Work order
Carry on the account of the winter coastal walk from North Berwick, picking up right after its final sentence.

Text section
We managed to stay away from the road from North Berwick until Aberlady just by picking around the beaches (and inevitable golf courses). That’s roughly a third of the walk, which is pretty good going. this is also probably the most recommendable part of the route for that reason. We had a very windy rain shower on the beach at Gullane around midday, but then we stopped in Duck’s Inn pub in Aberlady for a half and a warm lunch, which was another first for me on this trip. It’s good to have a pal as an excuse to sit in a pub for a while.
When we emerged, the sun had come out. There was a fair bit of walking along the road to get back next to the sea, and for a while you’re narrowly sandwiched between the two. At this point we were walking straight into a pretty strong wind and also the low winter sun, so while the early darkness is slightly oppressive, when the sun dipped enough that it wasn’t in our eyes anymore, it was a relief. We then had a sort of extended magic hour that took us through the string of little towns and harbours, although in some places we couldn’t walk directly on the water because the tide was right in by then.

Listed records
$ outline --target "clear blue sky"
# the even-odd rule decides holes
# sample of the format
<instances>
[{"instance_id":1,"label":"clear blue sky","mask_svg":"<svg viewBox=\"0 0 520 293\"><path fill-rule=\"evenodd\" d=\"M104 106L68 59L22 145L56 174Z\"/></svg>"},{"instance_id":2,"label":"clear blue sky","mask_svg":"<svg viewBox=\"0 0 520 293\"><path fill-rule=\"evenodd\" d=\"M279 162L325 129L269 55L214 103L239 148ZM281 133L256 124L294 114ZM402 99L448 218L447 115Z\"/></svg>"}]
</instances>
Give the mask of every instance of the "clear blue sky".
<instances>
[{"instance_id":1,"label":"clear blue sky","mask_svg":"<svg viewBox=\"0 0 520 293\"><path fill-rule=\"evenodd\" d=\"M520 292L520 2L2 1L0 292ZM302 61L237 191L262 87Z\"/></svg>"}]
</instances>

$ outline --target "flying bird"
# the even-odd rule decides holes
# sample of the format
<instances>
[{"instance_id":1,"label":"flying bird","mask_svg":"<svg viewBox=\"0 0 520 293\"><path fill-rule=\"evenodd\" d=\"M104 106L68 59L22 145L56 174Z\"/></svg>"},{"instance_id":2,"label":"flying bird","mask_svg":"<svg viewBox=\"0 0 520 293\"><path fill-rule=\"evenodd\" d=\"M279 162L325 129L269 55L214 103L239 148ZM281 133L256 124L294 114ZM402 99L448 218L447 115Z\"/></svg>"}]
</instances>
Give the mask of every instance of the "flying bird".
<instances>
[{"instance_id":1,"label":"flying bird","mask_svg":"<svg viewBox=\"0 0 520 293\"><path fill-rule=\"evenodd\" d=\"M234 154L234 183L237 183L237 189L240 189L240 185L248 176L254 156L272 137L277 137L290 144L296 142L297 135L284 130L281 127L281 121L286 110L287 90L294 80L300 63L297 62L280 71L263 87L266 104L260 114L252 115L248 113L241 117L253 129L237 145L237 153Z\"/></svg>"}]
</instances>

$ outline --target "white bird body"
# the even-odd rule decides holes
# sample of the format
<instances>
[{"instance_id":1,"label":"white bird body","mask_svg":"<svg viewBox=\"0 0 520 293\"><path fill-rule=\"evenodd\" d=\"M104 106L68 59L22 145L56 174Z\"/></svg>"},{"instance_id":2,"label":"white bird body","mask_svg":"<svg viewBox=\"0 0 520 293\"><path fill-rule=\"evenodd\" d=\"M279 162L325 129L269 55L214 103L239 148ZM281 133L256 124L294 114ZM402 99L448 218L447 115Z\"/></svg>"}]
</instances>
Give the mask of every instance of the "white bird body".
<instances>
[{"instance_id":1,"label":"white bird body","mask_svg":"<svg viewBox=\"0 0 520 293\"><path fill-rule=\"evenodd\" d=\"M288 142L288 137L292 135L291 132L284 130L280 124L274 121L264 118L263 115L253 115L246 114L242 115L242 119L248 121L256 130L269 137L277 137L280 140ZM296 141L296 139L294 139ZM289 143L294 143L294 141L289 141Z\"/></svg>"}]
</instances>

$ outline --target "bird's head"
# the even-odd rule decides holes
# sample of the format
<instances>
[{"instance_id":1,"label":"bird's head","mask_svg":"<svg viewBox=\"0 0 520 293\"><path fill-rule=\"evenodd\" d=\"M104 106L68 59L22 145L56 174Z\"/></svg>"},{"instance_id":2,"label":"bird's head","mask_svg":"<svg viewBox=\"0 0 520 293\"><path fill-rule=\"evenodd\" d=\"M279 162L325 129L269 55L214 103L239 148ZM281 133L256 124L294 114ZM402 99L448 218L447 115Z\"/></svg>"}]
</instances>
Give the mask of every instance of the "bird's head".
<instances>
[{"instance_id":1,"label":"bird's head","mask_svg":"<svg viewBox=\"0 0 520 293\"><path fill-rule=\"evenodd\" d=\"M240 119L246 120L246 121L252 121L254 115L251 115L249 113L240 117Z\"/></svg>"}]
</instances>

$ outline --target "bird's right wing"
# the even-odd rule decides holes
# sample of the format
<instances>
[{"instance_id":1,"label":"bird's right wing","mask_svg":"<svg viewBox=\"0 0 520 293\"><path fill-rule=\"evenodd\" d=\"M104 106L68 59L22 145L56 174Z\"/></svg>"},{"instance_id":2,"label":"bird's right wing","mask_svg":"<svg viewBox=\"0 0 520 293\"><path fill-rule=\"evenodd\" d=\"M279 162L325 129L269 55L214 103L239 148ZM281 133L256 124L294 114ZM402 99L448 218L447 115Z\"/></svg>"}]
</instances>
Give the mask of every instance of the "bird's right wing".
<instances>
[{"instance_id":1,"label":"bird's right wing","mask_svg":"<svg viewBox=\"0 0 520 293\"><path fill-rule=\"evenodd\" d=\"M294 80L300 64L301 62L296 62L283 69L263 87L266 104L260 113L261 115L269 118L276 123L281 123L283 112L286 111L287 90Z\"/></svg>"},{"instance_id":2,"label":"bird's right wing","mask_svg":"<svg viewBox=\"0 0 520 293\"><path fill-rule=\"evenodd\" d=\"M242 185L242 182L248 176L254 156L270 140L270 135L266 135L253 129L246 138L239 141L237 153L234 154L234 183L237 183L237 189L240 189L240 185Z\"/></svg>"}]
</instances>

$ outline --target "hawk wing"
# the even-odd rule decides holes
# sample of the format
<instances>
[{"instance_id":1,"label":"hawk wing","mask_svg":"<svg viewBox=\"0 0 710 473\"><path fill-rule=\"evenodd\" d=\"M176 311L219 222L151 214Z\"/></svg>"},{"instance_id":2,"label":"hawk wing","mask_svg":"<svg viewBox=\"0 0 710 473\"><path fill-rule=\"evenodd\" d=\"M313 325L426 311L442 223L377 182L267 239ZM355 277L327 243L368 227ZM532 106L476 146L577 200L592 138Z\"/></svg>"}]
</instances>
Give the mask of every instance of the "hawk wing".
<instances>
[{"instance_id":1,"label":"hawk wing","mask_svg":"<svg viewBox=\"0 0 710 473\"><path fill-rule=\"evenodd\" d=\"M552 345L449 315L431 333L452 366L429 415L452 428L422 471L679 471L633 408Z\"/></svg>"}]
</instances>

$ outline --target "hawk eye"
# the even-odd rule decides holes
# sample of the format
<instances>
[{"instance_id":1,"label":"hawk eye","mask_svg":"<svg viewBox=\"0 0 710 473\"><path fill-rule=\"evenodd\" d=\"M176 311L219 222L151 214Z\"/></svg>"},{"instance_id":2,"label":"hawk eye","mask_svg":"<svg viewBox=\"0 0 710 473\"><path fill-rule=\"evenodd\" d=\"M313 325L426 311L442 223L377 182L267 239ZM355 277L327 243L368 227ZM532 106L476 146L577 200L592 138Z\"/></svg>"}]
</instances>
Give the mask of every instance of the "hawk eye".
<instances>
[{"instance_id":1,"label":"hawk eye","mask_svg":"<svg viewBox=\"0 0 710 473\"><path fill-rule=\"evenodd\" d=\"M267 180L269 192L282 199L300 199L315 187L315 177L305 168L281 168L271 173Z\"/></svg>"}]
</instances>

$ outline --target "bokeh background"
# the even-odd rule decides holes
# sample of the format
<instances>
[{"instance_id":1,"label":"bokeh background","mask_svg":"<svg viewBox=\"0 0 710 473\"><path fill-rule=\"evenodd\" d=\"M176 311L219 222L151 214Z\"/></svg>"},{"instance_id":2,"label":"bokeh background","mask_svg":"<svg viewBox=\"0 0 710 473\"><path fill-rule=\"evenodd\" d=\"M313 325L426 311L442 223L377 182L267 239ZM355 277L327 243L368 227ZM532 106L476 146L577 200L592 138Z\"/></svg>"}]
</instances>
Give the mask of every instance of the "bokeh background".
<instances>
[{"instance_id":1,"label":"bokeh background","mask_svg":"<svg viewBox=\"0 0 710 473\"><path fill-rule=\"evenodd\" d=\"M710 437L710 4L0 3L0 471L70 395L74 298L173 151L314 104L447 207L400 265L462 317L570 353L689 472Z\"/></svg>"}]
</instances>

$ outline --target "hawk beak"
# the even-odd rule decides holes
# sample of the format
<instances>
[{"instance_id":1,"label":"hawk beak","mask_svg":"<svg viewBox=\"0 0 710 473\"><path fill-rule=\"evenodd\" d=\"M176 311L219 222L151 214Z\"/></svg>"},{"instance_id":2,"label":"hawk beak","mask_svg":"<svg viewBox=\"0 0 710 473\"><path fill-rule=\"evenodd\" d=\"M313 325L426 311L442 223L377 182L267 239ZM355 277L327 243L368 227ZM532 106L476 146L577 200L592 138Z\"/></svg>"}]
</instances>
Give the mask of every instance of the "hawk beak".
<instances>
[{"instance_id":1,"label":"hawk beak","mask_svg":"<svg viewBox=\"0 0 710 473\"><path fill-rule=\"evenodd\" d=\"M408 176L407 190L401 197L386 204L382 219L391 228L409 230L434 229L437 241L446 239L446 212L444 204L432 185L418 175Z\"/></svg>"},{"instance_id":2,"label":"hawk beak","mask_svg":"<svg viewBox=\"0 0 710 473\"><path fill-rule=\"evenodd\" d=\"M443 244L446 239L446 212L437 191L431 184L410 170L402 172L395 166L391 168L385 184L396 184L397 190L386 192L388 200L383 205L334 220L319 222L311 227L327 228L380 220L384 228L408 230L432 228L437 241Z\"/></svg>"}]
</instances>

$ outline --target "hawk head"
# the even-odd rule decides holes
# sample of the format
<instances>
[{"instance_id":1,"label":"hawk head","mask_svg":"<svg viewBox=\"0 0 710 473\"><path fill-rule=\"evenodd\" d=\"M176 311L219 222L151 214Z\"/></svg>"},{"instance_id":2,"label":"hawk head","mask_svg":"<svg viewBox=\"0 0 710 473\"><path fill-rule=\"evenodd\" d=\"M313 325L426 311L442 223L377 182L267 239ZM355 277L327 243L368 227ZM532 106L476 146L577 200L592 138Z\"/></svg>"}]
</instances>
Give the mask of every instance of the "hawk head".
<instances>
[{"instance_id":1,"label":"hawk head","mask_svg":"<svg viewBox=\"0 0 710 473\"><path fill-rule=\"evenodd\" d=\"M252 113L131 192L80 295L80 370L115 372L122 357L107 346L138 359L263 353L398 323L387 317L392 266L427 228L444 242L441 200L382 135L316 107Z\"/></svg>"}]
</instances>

Response to the task
The moon rose behind us sometime around 4.30 just as the sun was setting and it was absolutely enormous on the horizon. The sky had cleared up completely and I believe we were just a day or two past the full moon. I took a picture to remember it, but I knew it wouldn’t do the realty any justice. Jupiter and Venus popped into view soon after, and despite the glow of Edinburgh, the brighter stars appeared bit by bit, and were visible at least as long as we were in the very dark area around the lagoons east of Musselburgh.
When we came around the bend of the coast towards the Esk, we could see the lights of Portobello Promenade in the distance. That was still an hour away, and home (via the pub) was 40 minutes beyond that. This is where the walk became more of an exercise in endurance through mounting pain, although it did help that the weather was now clear, the moon was ridiculous, and the wind had dropped out completely.
As this was the first time I’ve had someone with me, I had been a bit worried about how I’d handle it, regardless of who it was, after having done it all on my own so far. But it was excellent. This may well be one of the longest days I do on the whole coast, but I’m not sure I’d have stuck it out without my friend there. He was very clearly in a lot more physical pain than I was in the last few hours, but he didn’t bail, and his presence meant that I didn’t really consider it myself. If I’d have been on my own it may have been a different story. Instead I ended up giving a string of mini motivational chats, mainly involving the pint we were aiming at, and gratefully collapsed for, at the Bullfinch around 7pm.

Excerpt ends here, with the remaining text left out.